Thursday, January 26, 2012

Pen Storage: Horizontal or Vertical?

This is a follow-up to my earlier post on pen storage.  I want to know: is it best to store pens horizontally or vertically?  And does the answer vary depending on the type of pen that is being considered (fountain pen, ballpoint, gel pen, etc.)?  And, if pens are stored vertically, should they be stored tip up or tip down?

My mom, who primarily uses ballpoints, swears by storing her pens vertically, point downwards, in a pen cup.  This practice has, on occasion, led to globs of ballpoint pen ink being deposited in the bottom of the cup.  In contrast, I've always stored my pens horizontally, thinking it was the safest option, although an acquaintance once suggested that was the reason why some of my gel pens developed air bubbles in their ink cartridges.

So now I turn to you, readers: what is the best solution?  Are pens best stored horizontally or vertically?  Or does it even matter at all for some types of pens?

Monday, January 23, 2012

Pentel Superb and Wow Ballpoint Pens

I am grouping these pens into one review because, apart from differences in body design, these pens write very similarly.  In addition, both are standard ballpoint pens produced by Pentel, are made in India, and were included in the Pentel School Essentials Pack.

The Pentel Superb is the black pen, the Pentel Wow the blue.
The Pentel Superb is a 0.7mm ballpoint, with a rather long body and chunky cap.  Overall, it gives the appearance of being a slightly larger than normal pen.  Everything about it is more or less average with nothing that really stands out: clear plastic body and cap, slightly textured and unremarkable grip, and plastic clip on the lid printed with the name of the pen.  One thing that is slightly different about it is that it can be refilled by unscrewing the black piece at the base of the pen rather than by unscrewing the top, which seems to be more normal.

Pentel Superb.  Back view.
The Pentel Wow, in contrast to the Superb, is a small, slender, retractable ballpoint.  Again, it's a fairly average, unremarkable pen in most respects.  The grip on the Wow is substantially shorter than the grip on the Superb, with the result that it is almost useless for the way I hold my pens, as hardly any part of my hand comes into direct contact with the grip.  Although it is not marked on the pen, I am assuming the Wow is also 0.7mm, since it is comparable to the line width of the Superb.

It's the Pentel Wow!

--*--

_DO THIS_. Carry on the pen blog passage above, picking up right after its final line.

--*--

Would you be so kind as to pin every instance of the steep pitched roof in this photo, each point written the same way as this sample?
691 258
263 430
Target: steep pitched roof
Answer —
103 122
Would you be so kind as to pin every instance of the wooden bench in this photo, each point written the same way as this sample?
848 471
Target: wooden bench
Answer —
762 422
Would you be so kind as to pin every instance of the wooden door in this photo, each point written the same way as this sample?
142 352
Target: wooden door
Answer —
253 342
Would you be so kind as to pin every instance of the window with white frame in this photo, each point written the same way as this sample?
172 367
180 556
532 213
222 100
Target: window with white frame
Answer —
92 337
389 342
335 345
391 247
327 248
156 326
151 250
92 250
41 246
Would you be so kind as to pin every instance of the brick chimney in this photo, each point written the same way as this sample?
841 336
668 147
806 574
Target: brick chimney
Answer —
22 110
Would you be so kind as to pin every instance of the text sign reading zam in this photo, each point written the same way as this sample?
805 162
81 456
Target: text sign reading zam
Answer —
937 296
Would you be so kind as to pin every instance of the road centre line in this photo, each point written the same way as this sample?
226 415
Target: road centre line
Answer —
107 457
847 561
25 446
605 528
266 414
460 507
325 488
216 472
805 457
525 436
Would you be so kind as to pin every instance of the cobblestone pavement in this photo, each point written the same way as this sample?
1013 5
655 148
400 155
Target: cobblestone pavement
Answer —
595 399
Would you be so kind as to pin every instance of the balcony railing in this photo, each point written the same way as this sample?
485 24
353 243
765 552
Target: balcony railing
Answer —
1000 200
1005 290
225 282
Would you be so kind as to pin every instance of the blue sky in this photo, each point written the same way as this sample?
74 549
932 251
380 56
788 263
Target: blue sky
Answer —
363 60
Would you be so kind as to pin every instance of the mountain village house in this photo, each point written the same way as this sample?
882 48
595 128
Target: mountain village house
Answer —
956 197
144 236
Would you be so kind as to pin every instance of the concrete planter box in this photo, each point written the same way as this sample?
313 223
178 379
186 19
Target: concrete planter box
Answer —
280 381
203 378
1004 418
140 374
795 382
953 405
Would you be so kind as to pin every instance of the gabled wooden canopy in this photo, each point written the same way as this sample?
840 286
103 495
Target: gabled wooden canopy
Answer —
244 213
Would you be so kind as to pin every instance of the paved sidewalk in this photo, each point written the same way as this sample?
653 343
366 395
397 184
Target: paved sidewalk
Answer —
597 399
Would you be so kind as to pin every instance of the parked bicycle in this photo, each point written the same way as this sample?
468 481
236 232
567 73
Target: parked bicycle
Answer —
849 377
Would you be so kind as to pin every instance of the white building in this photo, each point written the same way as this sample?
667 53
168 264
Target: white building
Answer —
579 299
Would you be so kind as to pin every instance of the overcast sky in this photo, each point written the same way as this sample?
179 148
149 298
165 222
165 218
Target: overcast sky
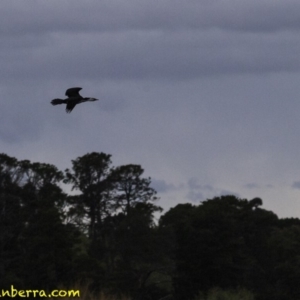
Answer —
204 94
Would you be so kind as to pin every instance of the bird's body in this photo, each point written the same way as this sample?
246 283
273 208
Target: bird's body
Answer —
73 98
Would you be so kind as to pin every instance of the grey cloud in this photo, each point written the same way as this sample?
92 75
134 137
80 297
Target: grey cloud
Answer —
74 16
161 186
296 185
199 192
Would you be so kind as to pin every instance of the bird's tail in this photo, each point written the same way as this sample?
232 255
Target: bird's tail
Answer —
57 101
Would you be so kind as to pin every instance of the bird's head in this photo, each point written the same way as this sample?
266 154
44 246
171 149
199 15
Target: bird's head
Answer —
91 99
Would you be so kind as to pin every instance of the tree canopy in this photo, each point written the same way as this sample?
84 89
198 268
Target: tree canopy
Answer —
105 235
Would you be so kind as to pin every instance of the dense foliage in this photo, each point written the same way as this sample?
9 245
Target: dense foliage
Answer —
104 235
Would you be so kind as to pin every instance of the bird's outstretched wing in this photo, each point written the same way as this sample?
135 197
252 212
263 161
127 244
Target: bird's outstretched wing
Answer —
73 92
70 106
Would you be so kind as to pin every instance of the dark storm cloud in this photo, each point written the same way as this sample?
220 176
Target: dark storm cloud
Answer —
144 40
75 16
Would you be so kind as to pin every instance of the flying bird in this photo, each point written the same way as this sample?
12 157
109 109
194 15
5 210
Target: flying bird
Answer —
73 98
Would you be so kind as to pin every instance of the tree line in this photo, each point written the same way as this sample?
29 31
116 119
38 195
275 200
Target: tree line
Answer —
104 235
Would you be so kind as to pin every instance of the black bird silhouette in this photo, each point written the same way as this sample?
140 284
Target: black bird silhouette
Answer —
73 98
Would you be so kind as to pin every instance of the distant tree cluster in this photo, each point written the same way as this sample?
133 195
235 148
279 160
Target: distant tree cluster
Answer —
105 236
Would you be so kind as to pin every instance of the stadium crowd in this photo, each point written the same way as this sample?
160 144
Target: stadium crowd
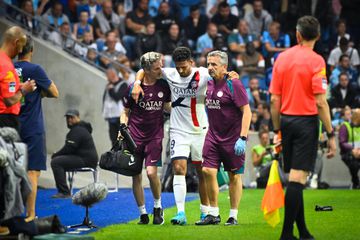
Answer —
253 32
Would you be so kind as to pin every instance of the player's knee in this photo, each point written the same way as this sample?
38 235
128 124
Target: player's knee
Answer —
179 169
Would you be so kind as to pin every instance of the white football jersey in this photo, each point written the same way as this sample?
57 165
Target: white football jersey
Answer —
188 100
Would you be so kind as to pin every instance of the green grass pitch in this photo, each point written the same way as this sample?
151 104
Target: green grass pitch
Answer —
342 223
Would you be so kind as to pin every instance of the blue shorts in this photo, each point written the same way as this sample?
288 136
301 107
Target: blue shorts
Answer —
36 151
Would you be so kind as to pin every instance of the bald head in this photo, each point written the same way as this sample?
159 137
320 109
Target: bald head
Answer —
13 41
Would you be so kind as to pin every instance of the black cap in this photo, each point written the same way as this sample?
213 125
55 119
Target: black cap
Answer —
72 112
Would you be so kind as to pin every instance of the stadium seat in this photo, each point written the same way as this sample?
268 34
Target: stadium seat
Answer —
71 174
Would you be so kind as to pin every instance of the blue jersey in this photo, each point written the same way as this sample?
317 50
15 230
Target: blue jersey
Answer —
31 116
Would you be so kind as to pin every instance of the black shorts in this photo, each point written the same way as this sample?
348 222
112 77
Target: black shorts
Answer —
300 135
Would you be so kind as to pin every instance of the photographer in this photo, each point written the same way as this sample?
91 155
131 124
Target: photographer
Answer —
349 141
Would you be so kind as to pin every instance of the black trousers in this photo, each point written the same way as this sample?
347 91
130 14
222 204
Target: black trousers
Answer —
60 165
114 127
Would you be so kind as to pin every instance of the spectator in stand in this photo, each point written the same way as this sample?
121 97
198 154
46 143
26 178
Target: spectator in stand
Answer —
82 26
63 38
212 6
323 11
92 7
350 13
256 95
110 53
343 94
105 20
238 39
150 41
349 141
86 43
225 20
205 44
195 25
251 63
135 23
288 21
164 18
92 57
344 48
259 19
171 41
274 42
54 18
340 32
27 19
344 66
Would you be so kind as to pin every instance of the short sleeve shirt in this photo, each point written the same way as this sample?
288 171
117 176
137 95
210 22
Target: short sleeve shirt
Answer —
298 75
146 117
9 84
31 115
223 102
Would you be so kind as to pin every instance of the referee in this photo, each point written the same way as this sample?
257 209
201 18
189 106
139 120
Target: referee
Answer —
298 89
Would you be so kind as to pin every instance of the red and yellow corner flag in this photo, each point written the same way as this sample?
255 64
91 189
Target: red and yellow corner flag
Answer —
273 198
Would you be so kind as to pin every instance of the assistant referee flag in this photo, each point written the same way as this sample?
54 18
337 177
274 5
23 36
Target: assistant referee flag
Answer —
273 198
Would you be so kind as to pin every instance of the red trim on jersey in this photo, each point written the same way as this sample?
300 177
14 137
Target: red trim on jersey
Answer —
193 102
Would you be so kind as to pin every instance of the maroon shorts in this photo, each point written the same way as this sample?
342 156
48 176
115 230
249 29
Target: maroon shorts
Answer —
215 153
150 151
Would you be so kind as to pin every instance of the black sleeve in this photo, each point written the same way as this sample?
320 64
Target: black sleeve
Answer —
120 94
72 142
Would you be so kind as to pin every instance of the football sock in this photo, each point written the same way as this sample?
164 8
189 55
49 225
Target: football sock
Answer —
157 203
300 220
233 213
293 198
142 209
179 186
214 211
204 209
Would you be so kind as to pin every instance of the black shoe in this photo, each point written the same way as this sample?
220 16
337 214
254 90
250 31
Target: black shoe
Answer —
158 216
61 195
144 219
309 237
231 221
209 220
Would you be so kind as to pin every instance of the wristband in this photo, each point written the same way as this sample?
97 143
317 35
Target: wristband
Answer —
331 134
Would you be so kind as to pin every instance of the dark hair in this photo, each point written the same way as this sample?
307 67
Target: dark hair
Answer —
308 27
181 54
223 4
29 46
342 57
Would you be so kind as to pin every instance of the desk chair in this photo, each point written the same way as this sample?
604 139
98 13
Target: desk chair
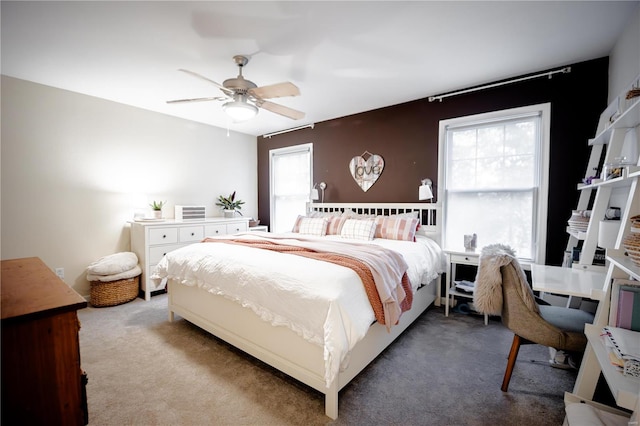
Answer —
502 289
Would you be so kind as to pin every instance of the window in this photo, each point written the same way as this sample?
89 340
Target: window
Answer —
290 171
493 179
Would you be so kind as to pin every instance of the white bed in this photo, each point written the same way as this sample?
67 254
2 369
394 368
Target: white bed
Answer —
325 354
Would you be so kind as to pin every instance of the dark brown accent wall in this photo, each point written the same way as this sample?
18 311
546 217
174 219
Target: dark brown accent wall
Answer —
406 136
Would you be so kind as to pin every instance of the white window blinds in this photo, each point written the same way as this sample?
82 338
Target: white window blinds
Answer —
493 180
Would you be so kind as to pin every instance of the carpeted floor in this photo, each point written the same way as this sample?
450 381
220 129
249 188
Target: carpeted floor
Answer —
144 370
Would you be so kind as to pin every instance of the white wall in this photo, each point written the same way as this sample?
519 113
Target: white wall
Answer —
74 168
624 60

--*--

_RESPONSE_.
The most notable thing about the Pentel Wow is the retracting mechanism.  As usual, you depress the plunger on the end to write with the pen, but to retract it again you need to press on the clip, which totally confused me the first time I used the pen since I couldn't get it to retract the normal way and I thought the pen was broken.  I am not sure what the purpose of this feature is.  I saw something similar with the clip of the Uni-ball Vision RT, but in that case you lifted the clip up, meaning that as soon as you tried to clip the pen onto something, you retracted the pen.  However, in the case of the Pentel Wow, because you need to press the clip, it is totally possible to clip onto something without the pen retracting.  So just what is it's purpose, apart from as a source of confusion?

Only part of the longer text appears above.